:: Recorded information

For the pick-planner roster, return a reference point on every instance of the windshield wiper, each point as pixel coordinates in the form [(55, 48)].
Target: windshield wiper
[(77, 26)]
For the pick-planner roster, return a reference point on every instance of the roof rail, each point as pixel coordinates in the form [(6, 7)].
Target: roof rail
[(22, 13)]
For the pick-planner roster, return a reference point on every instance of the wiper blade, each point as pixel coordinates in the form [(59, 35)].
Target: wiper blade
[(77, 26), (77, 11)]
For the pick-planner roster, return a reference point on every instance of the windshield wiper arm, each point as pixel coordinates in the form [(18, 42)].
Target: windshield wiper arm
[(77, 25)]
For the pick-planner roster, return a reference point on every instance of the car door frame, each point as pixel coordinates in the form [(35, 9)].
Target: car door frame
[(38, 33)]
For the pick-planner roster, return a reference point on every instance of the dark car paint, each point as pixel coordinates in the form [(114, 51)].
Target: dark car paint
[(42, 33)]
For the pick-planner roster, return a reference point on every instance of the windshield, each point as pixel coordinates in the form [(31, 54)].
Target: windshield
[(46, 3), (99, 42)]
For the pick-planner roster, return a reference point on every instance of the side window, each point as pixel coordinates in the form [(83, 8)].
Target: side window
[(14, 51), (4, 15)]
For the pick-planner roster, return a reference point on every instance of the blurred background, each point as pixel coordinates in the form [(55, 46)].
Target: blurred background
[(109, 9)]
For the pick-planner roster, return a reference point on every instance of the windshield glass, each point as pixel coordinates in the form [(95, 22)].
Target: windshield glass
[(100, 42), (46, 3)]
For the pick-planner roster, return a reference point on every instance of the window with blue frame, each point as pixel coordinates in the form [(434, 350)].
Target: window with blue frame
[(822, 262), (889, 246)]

::::
:: Recorded information

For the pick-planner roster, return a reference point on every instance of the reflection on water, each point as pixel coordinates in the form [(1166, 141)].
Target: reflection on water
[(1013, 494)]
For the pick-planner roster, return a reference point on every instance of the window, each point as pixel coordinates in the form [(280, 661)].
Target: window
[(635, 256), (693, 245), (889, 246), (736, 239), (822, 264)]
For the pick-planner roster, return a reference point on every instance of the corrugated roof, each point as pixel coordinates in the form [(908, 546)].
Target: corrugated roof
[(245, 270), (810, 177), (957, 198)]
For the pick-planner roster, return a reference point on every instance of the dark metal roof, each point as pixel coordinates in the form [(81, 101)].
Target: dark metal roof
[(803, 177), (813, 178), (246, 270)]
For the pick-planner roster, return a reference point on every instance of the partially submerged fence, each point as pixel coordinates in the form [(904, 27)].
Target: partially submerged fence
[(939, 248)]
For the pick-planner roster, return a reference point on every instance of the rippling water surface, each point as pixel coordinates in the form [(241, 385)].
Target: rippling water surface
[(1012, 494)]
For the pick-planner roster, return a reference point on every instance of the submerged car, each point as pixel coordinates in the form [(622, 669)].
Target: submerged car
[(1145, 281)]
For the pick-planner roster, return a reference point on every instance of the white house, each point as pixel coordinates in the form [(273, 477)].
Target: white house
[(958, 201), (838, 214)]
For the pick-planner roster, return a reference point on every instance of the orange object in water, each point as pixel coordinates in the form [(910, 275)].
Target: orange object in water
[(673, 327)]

::::

- _Short problem_
Reproduce only the material from the line with "form [(622, 669)]." to the line with "[(1145, 281)]", both lines included, renaming "submerged car" to "flooded vehicle" and leaving everything else unchanged.

- _Correct result_
For the pick-planner roster, return a reference point on every instance of the flooded vehicle, each point as pixel coordinates in the form [(622, 669)].
Target: flooded vehicle
[(1145, 281)]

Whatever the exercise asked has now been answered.